**Alıştırma a**.
Aşağıdaki okuma metninde "Benim ekonomi doktoram" sözlerinden başlayıp "stratejimi satın aldı." sözlerine kadar olan kısmı, bu sözler de dahil, hiç değiştirmeden tekrarla.

**Okuma Metni**.
• • • •
Benim ekonomi doktoram var, finansal piyasaları da az çok bilirim. Geçmişte ben de finansal piyasalarda risk düzeltmesi yaptıktan sonra pozitif alfaya sahip stratejiler geliştirilmesi üzerine çalıştım. Pozitif alfa demek piyasalar düşse de çıksa da kazandıracak yatırım stratejisi demektir, öyle her babayiğidin bulacağı stratejiler değildir bunlar. Geliştirdiğim stratejileri New York ve civarında yer alan büyük bankalara ve hedge fonlara pazarlama girişimlerim oldu. Neticede çok büyük bir hedge fon $220 milyon dolarlık bir sermaye sağladı ve bir yıl bu parayı geliştirdiğim stratejiyi kullanarak yönettim. Bir yılın sonunda da bu hedge fon stratejimi satın aldı.
• • • •
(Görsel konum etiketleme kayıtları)
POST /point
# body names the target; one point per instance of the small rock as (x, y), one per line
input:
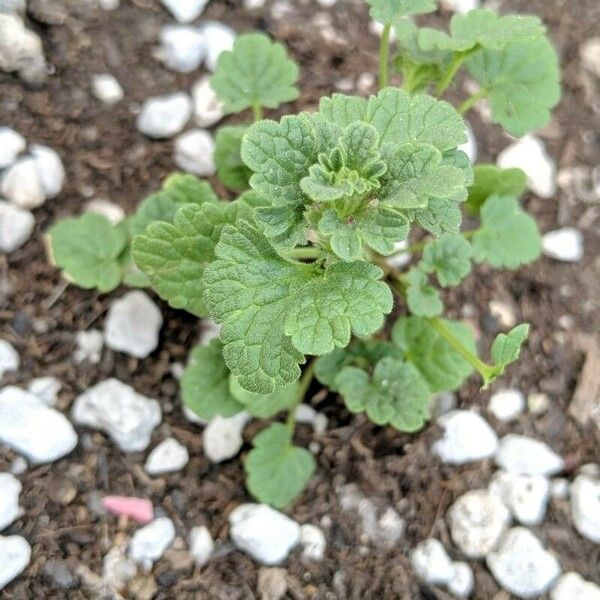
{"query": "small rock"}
(15, 554)
(30, 427)
(524, 455)
(133, 324)
(169, 456)
(264, 533)
(117, 409)
(164, 116)
(522, 566)
(529, 153)
(467, 437)
(585, 506)
(564, 244)
(149, 543)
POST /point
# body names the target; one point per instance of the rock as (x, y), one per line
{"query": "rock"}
(522, 566)
(526, 496)
(524, 455)
(467, 437)
(477, 521)
(106, 88)
(10, 488)
(431, 562)
(117, 409)
(585, 506)
(571, 586)
(30, 427)
(507, 405)
(222, 437)
(133, 324)
(164, 116)
(11, 145)
(208, 109)
(201, 545)
(15, 554)
(218, 38)
(529, 153)
(182, 48)
(262, 532)
(149, 543)
(564, 244)
(169, 456)
(194, 152)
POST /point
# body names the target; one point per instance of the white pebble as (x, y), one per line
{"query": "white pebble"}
(264, 533)
(117, 409)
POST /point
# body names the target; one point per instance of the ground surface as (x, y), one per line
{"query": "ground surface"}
(105, 156)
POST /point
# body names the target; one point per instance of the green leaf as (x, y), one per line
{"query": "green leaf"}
(395, 393)
(450, 258)
(87, 249)
(277, 470)
(205, 383)
(522, 81)
(490, 180)
(257, 72)
(508, 236)
(439, 364)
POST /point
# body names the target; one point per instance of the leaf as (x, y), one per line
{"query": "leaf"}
(277, 470)
(493, 181)
(522, 81)
(255, 72)
(87, 249)
(395, 393)
(439, 364)
(508, 236)
(205, 383)
(231, 170)
(450, 258)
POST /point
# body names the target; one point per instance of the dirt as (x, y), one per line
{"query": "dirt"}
(106, 157)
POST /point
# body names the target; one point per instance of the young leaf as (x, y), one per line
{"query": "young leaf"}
(257, 72)
(88, 249)
(277, 470)
(508, 236)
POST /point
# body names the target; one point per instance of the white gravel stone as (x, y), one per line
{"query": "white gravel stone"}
(15, 554)
(522, 566)
(208, 109)
(149, 543)
(467, 437)
(117, 409)
(30, 427)
(11, 145)
(564, 244)
(133, 324)
(164, 116)
(507, 405)
(529, 153)
(477, 521)
(222, 437)
(527, 456)
(16, 226)
(194, 152)
(264, 533)
(201, 545)
(10, 488)
(571, 586)
(169, 456)
(585, 506)
(106, 88)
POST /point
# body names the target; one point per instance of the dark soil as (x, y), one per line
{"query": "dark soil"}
(106, 157)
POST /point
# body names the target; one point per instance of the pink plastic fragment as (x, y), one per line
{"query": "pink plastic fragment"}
(139, 509)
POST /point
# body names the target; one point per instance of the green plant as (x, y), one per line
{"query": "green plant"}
(297, 266)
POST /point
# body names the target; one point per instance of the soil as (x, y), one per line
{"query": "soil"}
(106, 157)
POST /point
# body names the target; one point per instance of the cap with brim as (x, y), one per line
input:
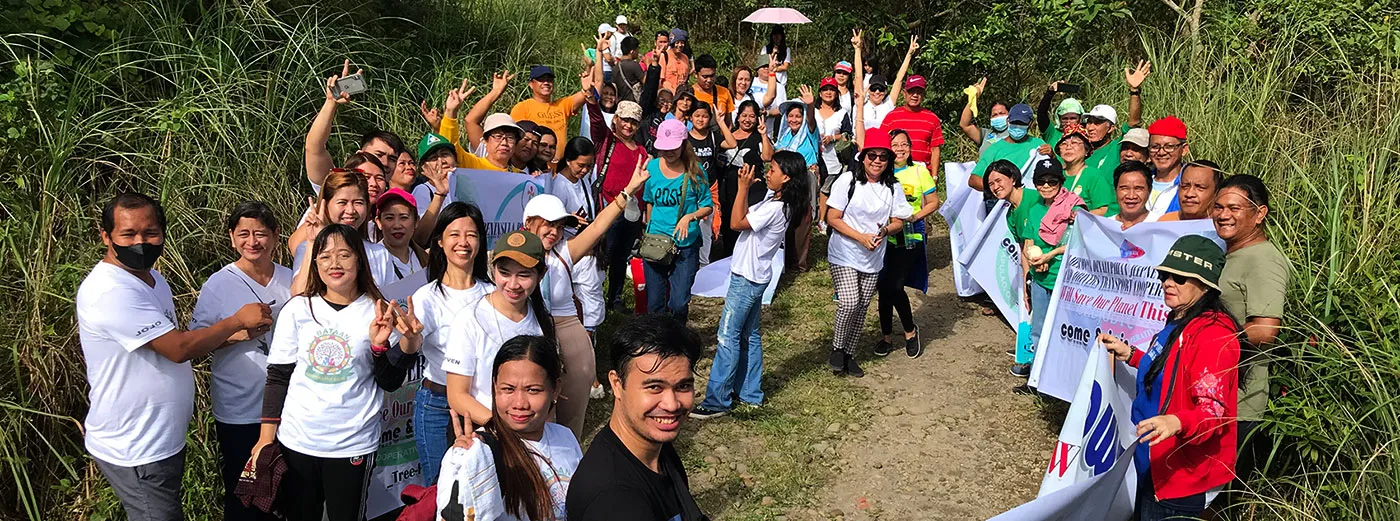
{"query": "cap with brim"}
(538, 72)
(550, 209)
(627, 109)
(1196, 256)
(430, 143)
(500, 121)
(521, 247)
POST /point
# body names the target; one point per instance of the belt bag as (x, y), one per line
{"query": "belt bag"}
(661, 248)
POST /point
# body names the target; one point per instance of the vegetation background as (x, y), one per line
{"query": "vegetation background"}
(206, 102)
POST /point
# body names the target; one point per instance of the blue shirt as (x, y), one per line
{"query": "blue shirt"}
(664, 196)
(1148, 404)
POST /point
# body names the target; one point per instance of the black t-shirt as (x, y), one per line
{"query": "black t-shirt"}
(612, 485)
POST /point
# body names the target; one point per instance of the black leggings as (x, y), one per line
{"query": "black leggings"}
(891, 287)
(336, 486)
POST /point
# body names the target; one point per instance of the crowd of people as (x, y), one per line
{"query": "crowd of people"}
(672, 167)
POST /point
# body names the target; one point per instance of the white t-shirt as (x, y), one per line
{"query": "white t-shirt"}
(830, 126)
(332, 406)
(875, 114)
(140, 401)
(559, 282)
(238, 371)
(475, 336)
(756, 247)
(380, 259)
(871, 206)
(436, 310)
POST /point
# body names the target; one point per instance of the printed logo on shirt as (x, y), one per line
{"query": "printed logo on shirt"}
(328, 360)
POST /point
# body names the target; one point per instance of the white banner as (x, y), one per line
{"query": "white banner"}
(963, 210)
(993, 258)
(500, 195)
(1108, 283)
(396, 461)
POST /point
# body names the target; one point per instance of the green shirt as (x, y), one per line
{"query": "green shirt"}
(1025, 226)
(917, 182)
(1018, 153)
(1253, 283)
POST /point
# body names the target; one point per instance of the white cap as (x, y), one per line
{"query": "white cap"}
(549, 207)
(1105, 112)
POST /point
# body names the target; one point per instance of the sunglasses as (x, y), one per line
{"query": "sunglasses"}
(1175, 278)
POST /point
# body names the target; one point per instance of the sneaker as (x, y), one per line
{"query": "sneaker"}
(836, 362)
(851, 369)
(704, 413)
(914, 346)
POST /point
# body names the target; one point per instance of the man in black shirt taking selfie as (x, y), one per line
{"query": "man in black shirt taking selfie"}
(632, 469)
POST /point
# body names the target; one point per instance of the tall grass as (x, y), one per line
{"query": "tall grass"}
(1327, 151)
(202, 105)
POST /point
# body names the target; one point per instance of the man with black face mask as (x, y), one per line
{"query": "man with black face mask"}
(137, 360)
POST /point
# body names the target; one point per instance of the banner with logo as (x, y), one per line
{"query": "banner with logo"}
(963, 210)
(993, 258)
(1108, 283)
(396, 461)
(500, 195)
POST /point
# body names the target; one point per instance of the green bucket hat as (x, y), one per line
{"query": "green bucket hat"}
(1196, 256)
(431, 142)
(521, 247)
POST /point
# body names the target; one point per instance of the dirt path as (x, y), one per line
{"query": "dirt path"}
(947, 437)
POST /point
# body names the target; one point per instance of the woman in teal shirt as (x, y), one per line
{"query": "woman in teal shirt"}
(678, 199)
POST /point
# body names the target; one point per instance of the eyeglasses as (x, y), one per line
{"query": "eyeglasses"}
(1175, 278)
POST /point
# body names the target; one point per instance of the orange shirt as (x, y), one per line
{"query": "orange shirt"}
(555, 115)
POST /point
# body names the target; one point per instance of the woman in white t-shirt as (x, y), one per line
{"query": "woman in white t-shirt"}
(762, 228)
(457, 279)
(546, 217)
(520, 464)
(867, 205)
(240, 369)
(326, 376)
(514, 307)
(396, 214)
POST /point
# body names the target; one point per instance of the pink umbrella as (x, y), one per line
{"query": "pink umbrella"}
(777, 16)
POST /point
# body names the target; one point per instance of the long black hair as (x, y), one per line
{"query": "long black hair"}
(522, 486)
(795, 191)
(437, 258)
(1210, 301)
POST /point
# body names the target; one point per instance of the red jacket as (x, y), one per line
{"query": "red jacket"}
(1204, 364)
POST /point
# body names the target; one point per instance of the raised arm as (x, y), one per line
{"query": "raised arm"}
(965, 119)
(317, 156)
(473, 119)
(898, 87)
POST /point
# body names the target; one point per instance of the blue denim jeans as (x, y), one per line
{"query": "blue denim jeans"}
(668, 287)
(739, 346)
(1039, 301)
(431, 432)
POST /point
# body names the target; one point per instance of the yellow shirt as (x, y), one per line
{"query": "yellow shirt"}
(555, 115)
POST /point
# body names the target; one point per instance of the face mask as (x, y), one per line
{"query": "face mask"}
(139, 256)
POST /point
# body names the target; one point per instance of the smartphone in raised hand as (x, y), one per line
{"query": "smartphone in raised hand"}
(350, 84)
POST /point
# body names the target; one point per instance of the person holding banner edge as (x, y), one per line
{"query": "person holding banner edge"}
(1186, 388)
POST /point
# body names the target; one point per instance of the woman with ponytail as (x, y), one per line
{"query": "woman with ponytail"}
(457, 280)
(514, 307)
(529, 458)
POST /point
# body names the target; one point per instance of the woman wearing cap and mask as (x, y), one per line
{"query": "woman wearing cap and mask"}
(546, 217)
(676, 199)
(1186, 388)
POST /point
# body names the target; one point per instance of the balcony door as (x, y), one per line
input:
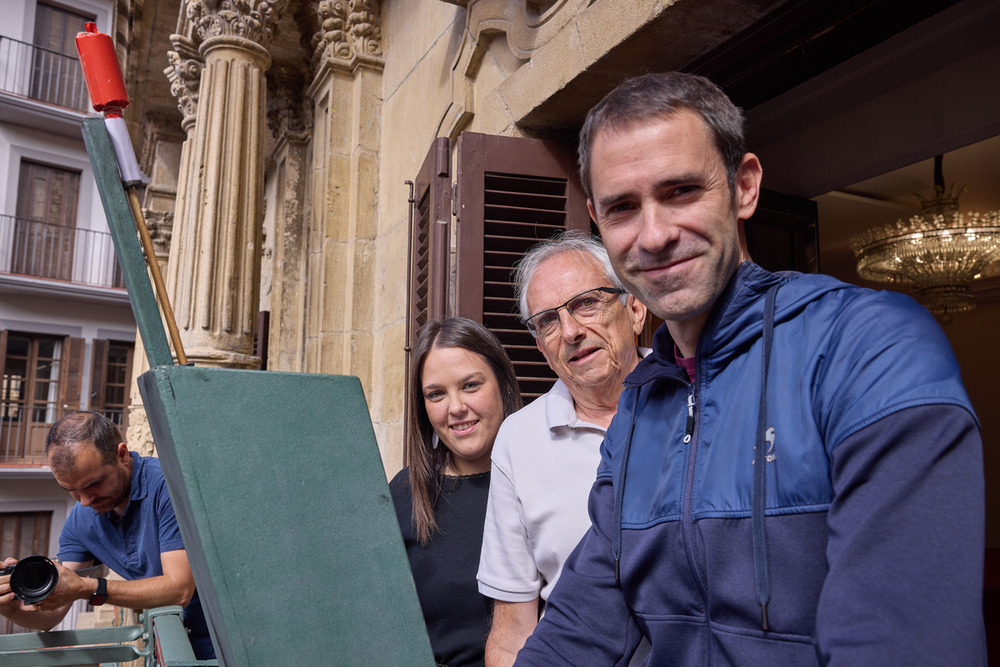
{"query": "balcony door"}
• • • •
**Alıştırma b**.
Yukarıdaki kayıtlarda "fragment" dizesini içeren bütün satırları seç ve olduğu gibi kopyala.

**Eksiksiz Yanıt a**.
Benim ekonomi doktoram var, finansal piyasaları da az çok bilirim. Geçmişte ben de finansal piyasalarda risk düzeltmesi yaptıktan sonra pozitif alfaya sahip stratejiler geliştirilmesi üzerine çalıştım. Pozitif alfa demek piyasalar düşse de çıksa da kazandıracak yatırım stratejisi demektir, öyle her babayiğidin bulacağı stratejiler değildir bunlar. Geliştirdiğim stratejileri New York ve civarında yer alan büyük bankalara ve hedge fonlara pazarlama girişimlerim oldu. Neticede çok büyük bir hedge fon $220 milyon dolarlık bir sermaye sağladı ve bir yıl bu parayı geliştirdiğim stratejiyi kullanarak yönettim. Bir yılın sonunda da bu hedge fon stratejimi satın aldı.

**Eksiksiz Yanıt b**.
# body names the target; one point per instance of the pink plastic fragment as (x, y), one per line
{"query": "pink plastic fragment"}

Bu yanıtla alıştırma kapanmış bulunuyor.